Do this => Restate the entire listing word for word.

Extracted data =>
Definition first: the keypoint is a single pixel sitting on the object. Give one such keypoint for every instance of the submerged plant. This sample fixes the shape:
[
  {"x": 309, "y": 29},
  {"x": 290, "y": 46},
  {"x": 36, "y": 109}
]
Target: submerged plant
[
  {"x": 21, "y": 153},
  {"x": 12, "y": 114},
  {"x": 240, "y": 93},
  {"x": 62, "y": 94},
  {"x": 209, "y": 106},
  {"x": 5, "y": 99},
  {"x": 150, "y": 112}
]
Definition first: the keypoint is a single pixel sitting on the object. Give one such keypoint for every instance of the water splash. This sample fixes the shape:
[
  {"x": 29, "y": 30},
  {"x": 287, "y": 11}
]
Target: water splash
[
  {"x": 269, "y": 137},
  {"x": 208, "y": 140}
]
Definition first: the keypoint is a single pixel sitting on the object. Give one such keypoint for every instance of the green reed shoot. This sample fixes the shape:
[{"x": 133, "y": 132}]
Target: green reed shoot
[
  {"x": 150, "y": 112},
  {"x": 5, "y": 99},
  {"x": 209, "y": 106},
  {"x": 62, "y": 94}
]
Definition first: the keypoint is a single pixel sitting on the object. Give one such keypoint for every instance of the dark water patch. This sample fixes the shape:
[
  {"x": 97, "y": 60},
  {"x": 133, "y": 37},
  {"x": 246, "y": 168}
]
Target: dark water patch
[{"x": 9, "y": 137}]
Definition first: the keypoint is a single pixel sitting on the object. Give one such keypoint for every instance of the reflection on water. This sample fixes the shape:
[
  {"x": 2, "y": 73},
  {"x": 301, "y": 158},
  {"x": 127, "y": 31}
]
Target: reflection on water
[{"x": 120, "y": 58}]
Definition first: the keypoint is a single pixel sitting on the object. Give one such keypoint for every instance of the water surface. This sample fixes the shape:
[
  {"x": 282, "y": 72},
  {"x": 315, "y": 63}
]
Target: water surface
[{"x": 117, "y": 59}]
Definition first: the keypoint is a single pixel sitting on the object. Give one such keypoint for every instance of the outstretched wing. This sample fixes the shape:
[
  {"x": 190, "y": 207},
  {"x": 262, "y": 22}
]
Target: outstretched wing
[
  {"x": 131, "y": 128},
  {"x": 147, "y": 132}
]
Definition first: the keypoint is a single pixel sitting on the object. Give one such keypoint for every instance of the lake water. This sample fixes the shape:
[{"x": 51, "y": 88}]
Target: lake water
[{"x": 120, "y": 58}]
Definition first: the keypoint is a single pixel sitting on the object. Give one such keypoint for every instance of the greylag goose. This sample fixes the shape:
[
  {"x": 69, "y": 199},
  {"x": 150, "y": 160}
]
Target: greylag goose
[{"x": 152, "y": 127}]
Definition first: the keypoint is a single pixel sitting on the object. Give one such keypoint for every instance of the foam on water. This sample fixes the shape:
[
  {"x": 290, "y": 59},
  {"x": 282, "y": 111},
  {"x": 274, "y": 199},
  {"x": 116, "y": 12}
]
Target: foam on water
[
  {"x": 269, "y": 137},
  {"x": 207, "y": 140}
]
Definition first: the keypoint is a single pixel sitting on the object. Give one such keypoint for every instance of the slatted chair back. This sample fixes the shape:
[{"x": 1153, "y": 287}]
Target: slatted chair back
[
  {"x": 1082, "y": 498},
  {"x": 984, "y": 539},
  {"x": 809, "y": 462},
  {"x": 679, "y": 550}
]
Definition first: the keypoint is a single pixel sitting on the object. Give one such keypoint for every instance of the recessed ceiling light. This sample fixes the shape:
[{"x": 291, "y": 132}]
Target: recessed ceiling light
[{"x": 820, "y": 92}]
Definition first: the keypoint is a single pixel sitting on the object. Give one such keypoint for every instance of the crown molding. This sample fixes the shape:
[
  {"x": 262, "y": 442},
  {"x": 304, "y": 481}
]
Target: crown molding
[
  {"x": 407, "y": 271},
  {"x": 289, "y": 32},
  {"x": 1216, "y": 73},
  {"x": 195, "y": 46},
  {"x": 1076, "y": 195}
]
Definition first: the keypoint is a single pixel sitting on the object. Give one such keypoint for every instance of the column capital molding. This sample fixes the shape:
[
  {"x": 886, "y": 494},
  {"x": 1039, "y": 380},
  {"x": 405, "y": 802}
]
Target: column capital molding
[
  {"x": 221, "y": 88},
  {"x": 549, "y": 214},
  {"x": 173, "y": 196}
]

Complete output =>
Definition first: the keypoint is a single pixel sitting on the object. Give one such keypoint for every instance of the submerged plant. This sample fixes the shape:
[
  {"x": 309, "y": 29},
  {"x": 290, "y": 46},
  {"x": 36, "y": 109}
]
Target: submerged plant
[
  {"x": 21, "y": 153},
  {"x": 12, "y": 114},
  {"x": 240, "y": 93},
  {"x": 62, "y": 94},
  {"x": 209, "y": 106},
  {"x": 5, "y": 99},
  {"x": 150, "y": 112}
]
Definition first: the keypoint is a single pixel sitting on the object. Give one such keypoint for every instance of the water splash. This sample fixes the shape:
[
  {"x": 29, "y": 30},
  {"x": 287, "y": 11}
]
Target: water splash
[
  {"x": 269, "y": 137},
  {"x": 208, "y": 140}
]
Definition first: the keypoint is a single pixel sitting on the object. Give one such keypoint for every instance of the green reed shoot. This sample fixes the shape:
[{"x": 133, "y": 132}]
Target: green reed shoot
[
  {"x": 150, "y": 112},
  {"x": 5, "y": 99},
  {"x": 209, "y": 106},
  {"x": 62, "y": 94}
]
Definition first: the keypoint is a single pixel sitting on the object. Give one such keypoint for every instance of the dark water patch. This sample fixes the shape:
[
  {"x": 97, "y": 60},
  {"x": 133, "y": 37},
  {"x": 246, "y": 168}
]
Target: dark water patch
[{"x": 9, "y": 137}]
Definition first: the keypoint is a single pixel sitting on the object. Give one such keypoint for every instance of the reflection on water. This sample fixes the shape:
[
  {"x": 2, "y": 73},
  {"x": 301, "y": 158},
  {"x": 127, "y": 31}
]
Target: reflection on water
[{"x": 120, "y": 58}]
Definition first: the keypoint is a single pixel sitting on the object. Give one such keypoint for every instance of the water surface. This sample fixes the shape:
[
  {"x": 282, "y": 72},
  {"x": 315, "y": 63}
]
Target: water surface
[{"x": 117, "y": 59}]
Definition first: the keypoint is a single pixel sitting on the object. Give one such keypoint for every instance of the outstretched wing. This sample fixes the shape:
[
  {"x": 190, "y": 207},
  {"x": 262, "y": 22}
]
Target: outstretched wing
[
  {"x": 131, "y": 128},
  {"x": 147, "y": 132}
]
Definition first: the keypoint is a single pixel sitting on the object. Give one such keypoint for every instance of the lake water. This sample fixes the shape:
[{"x": 51, "y": 88}]
Target: lake water
[{"x": 120, "y": 58}]
Definition first: the keypoint is a single pixel sitting on the object. Give one such keypoint for every instance of the greylag goose. This sample fixes the shape:
[
  {"x": 69, "y": 199},
  {"x": 150, "y": 160}
]
Target: greylag goose
[{"x": 152, "y": 127}]
Definition first: the keypoint is a single pixel sitting on the object. Give one such keypoint for every instance of the foam on water. This sample fixes the shape:
[
  {"x": 290, "y": 59},
  {"x": 282, "y": 111},
  {"x": 274, "y": 199},
  {"x": 116, "y": 12}
]
Target: foam on water
[
  {"x": 269, "y": 137},
  {"x": 207, "y": 140}
]
Definition first: the keypoint is a single pixel sitting on the object. Give one such keypoint for every instance of the slatted chair back. This sample fixes the shape:
[{"x": 1153, "y": 287}]
Target: slatted chair back
[
  {"x": 1082, "y": 498},
  {"x": 984, "y": 539},
  {"x": 809, "y": 462},
  {"x": 679, "y": 550}
]
Definition first: the keypoint is a single pixel sitting on the object. Give one such keypoint for every instance of the recessed ceiling light. This sample fixes the shape:
[{"x": 291, "y": 132}]
Target: recessed ceiling light
[{"x": 820, "y": 92}]
Definition first: the keypoint is a single pixel sitting on the object. Give one such keypoint for every instance of the crown molding. This sample fixes the shape:
[
  {"x": 262, "y": 442},
  {"x": 304, "y": 481}
]
Target: crown molding
[
  {"x": 407, "y": 271},
  {"x": 289, "y": 32},
  {"x": 1216, "y": 73},
  {"x": 195, "y": 46},
  {"x": 1076, "y": 195}
]
Definition first: the keypoint is a single pixel sitting on the object. Give one such keypoint for every instance of the column capital molding. This sample fixes the shape:
[
  {"x": 886, "y": 494},
  {"x": 1039, "y": 380},
  {"x": 405, "y": 802}
]
Target: column capital molding
[
  {"x": 221, "y": 88},
  {"x": 549, "y": 214},
  {"x": 173, "y": 196}
]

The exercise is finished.